PEER REVIEW: Daini, Onagawa & Tokai

These are notes we have on events and damage at the other nearby reactors during the 3-11 quake/tsunami. We are trying to detail all of the events and risk factors at these other reactors to see what worked and what failed at these during the disaster. There may have been risks or near misses at these other facilities that were somewhat ignored due to the events at Daiichi.

 

Daini Reactors

BWR 5 MARK 2, 4 REACTORS 1982,4,5,7 OPERATION STARTED

CITY OF NARAHA and TOMIOKA

AUTOMATICALLY SHUTDOWN AFTER EARTHQUAKE
DIESEL GENERATORS POWERED TO RUN COOLING PUMPS
14 METER TSUNAMI INUNDATED ALL REACTORS
This flooded the pump rooms used for the essential service water system transferring heat to the sea, the
ultimate heat sink of the reactors
In unit 3, one seawater pump remained operational
The steam powered reactor core isolation cooling system (RCIC) in all 4 units was activated and ran as needed
to maintain water level
At the same time, operators utilized the safety relief valve systems to keep the reactor pressures from getting
too high by dumping the heat to the suppression pools
In unit 3, the residual heat removal system (RHR) was started to cool the suppression pool and later brought
the reactor to cold shutdown on March 12
In units 1, 2, and 4 heat removal was unavailable, so the suppression pools began heating up and on March 12,
the water temperature in the pools of units 1, 2, and 4 topped 100 °C between 05:30 and 06:10 JST, removing
the ability to remove pressure from the reactor and drywell
Operators had to prepare an alternate injection line for each unit as the RCIC cannot run indefinitely only while
there is sufficient pressure and steam in the reactor to drive its turbine, once reactor pressure drops below a
certain level, the RCIC shuts down automatically
Operators prepared for this and setup an alternate injection line using a non-emergency system known as the
Makeup Water Condensate System to maintain water level which was an accident mitigation method TEPCO
put in place at all its nuclear plants. The system was started and stopped in all 4 units, including unit 3, as
needed to maintain the water level
The RCICs in each unit later shut down due to low reactor pressure
Operators had to also use the MUWC and the makeup water purification and filtering (MUPF) system to try to
cool the suppression pool and drywell in addition to the reactor to prevent the drywell pressure from getting too
high
Water injection into unit 4 was later switched from the MUWC to the High Pressure Core Spray (HPCS) system,
part of the Emergency Core Cooling System. While the water level was maintained in the three units using
emergency water injection, pressures in the containment vessel continued to rise and the operators prepared
to vent the containments making restoration of heat removal urgent. Unit 1 was prioritized as it had the highest
drywell pressure
The service seawater system pumps in the pump room were repaired in units 1, 2 and 4 starting March 13th
and cooling was switched to the Residual Heat Removal System (RHR).

■ ■ ■ ■

# WHAT TO PRODUCE
Answer these questions using the notes on the Daini reactors.
1. In which unit did one seawater pump stay operational after the tsunami?
2. On March 12, between what times did the suppression pool water in units 1, 2, and 4 top 100 °C?
3. Which unit was prioritized for restoring heat removal, and why?

[Extracted records]
■ ■ ■ ■

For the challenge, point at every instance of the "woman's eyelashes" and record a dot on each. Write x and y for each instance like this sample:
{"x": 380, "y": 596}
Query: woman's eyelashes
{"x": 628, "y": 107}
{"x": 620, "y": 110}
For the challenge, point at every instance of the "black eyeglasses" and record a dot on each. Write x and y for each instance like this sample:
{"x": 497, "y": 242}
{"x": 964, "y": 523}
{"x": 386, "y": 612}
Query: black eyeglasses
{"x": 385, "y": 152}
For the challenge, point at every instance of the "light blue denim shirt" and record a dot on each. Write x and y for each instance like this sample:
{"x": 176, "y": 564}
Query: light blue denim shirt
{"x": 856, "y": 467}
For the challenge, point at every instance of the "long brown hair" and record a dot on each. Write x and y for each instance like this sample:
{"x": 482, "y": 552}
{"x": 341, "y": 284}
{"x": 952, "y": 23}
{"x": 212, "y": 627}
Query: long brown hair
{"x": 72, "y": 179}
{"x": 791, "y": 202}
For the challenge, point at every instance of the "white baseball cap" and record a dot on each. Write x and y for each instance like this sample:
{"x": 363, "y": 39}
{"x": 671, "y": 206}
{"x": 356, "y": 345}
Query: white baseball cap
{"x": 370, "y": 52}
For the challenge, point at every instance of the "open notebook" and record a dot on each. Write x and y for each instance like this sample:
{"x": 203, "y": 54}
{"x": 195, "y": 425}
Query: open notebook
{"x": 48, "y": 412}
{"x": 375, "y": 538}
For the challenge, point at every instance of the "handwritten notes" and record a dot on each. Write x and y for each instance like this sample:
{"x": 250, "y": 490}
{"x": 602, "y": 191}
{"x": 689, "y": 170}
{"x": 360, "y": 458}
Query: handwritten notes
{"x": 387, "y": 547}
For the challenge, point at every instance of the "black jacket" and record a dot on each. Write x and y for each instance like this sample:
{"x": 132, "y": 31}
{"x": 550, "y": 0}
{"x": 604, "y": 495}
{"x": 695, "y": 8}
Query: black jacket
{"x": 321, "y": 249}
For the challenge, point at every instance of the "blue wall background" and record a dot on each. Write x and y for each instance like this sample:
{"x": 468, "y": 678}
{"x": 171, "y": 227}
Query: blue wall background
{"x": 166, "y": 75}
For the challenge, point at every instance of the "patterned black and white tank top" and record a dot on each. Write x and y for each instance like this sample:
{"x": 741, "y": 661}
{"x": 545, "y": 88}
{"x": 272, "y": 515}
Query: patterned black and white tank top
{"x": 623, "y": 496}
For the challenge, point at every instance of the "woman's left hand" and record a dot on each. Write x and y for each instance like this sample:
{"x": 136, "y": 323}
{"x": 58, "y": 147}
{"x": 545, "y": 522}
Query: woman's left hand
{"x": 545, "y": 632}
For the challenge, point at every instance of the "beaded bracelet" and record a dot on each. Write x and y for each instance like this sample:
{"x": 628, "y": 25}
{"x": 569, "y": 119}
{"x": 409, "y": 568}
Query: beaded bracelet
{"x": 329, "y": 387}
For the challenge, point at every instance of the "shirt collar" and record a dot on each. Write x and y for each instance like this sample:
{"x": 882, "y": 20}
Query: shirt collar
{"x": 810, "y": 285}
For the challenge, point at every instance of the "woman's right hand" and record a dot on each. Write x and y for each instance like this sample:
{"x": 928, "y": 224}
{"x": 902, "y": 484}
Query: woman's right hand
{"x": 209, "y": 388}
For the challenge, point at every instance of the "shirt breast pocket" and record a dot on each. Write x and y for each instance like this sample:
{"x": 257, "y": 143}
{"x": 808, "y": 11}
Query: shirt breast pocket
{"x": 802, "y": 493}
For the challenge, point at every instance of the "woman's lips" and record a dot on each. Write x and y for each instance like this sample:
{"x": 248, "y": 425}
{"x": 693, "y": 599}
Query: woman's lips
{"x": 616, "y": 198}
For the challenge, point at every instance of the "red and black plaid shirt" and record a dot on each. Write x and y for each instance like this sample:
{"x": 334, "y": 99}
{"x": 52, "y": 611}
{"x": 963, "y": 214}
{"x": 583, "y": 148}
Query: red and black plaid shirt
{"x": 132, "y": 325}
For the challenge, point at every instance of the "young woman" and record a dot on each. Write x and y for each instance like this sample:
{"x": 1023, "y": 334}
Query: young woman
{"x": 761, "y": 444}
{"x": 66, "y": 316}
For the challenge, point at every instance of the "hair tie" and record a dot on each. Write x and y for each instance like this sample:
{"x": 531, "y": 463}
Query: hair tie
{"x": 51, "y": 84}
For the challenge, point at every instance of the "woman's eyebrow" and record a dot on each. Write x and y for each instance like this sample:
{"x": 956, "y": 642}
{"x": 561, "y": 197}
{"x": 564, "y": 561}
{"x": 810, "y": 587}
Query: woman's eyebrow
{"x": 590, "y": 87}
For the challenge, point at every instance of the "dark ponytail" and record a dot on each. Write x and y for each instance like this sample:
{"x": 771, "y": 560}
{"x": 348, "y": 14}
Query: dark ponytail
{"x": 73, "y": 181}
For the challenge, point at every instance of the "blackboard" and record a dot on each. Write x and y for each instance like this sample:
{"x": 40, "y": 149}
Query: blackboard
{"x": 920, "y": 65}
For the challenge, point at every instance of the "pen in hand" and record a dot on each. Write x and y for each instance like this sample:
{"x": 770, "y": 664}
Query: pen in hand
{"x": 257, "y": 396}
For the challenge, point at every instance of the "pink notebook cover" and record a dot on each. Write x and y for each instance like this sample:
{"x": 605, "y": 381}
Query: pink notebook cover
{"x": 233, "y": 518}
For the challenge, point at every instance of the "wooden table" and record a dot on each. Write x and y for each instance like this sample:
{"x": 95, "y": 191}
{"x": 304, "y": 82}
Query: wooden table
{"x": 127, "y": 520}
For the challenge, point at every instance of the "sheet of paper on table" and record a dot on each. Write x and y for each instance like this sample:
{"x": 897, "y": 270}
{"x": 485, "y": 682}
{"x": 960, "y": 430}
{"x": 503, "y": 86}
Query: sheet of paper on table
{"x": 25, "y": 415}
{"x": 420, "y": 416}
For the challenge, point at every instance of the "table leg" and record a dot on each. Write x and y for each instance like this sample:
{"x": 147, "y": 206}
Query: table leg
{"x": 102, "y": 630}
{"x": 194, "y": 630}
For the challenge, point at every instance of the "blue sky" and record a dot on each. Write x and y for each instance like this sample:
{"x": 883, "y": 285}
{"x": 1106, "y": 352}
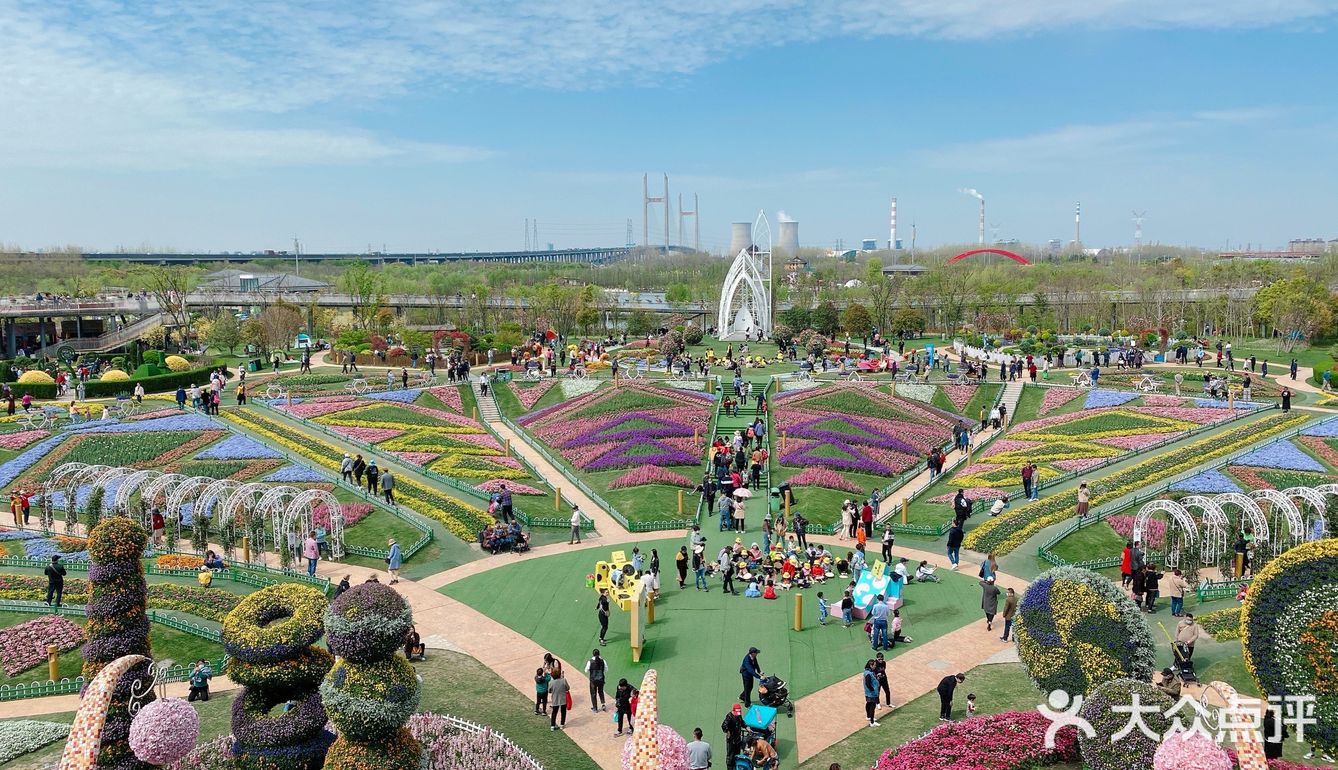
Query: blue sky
{"x": 444, "y": 125}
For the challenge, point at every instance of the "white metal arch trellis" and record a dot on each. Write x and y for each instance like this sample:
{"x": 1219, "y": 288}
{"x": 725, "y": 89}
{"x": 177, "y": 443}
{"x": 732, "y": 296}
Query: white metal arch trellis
{"x": 1182, "y": 518}
{"x": 1283, "y": 510}
{"x": 127, "y": 486}
{"x": 301, "y": 509}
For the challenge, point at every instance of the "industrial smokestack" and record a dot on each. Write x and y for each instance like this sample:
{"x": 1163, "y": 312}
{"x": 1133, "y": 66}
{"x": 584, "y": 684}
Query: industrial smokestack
{"x": 740, "y": 237}
{"x": 788, "y": 240}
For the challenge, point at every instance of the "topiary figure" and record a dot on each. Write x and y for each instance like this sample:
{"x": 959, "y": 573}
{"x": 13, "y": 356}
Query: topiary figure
{"x": 1076, "y": 630}
{"x": 269, "y": 638}
{"x": 1133, "y": 749}
{"x": 118, "y": 626}
{"x": 372, "y": 690}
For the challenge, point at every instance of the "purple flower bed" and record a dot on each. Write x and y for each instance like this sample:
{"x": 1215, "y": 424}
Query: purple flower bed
{"x": 1105, "y": 398}
{"x": 1327, "y": 429}
{"x": 238, "y": 447}
{"x": 1207, "y": 482}
{"x": 1282, "y": 455}
{"x": 398, "y": 395}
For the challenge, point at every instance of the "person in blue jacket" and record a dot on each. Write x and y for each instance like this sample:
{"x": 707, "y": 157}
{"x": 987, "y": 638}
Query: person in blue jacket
{"x": 751, "y": 671}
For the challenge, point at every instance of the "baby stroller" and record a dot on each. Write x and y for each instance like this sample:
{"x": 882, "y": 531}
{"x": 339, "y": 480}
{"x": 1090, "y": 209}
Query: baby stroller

■ ■ ■ ■

# THE RESULT
1. Unit 3.
2. Between 05:30 and 06:10 JST.
3. Unit 1, because it had the highest drywell pressure.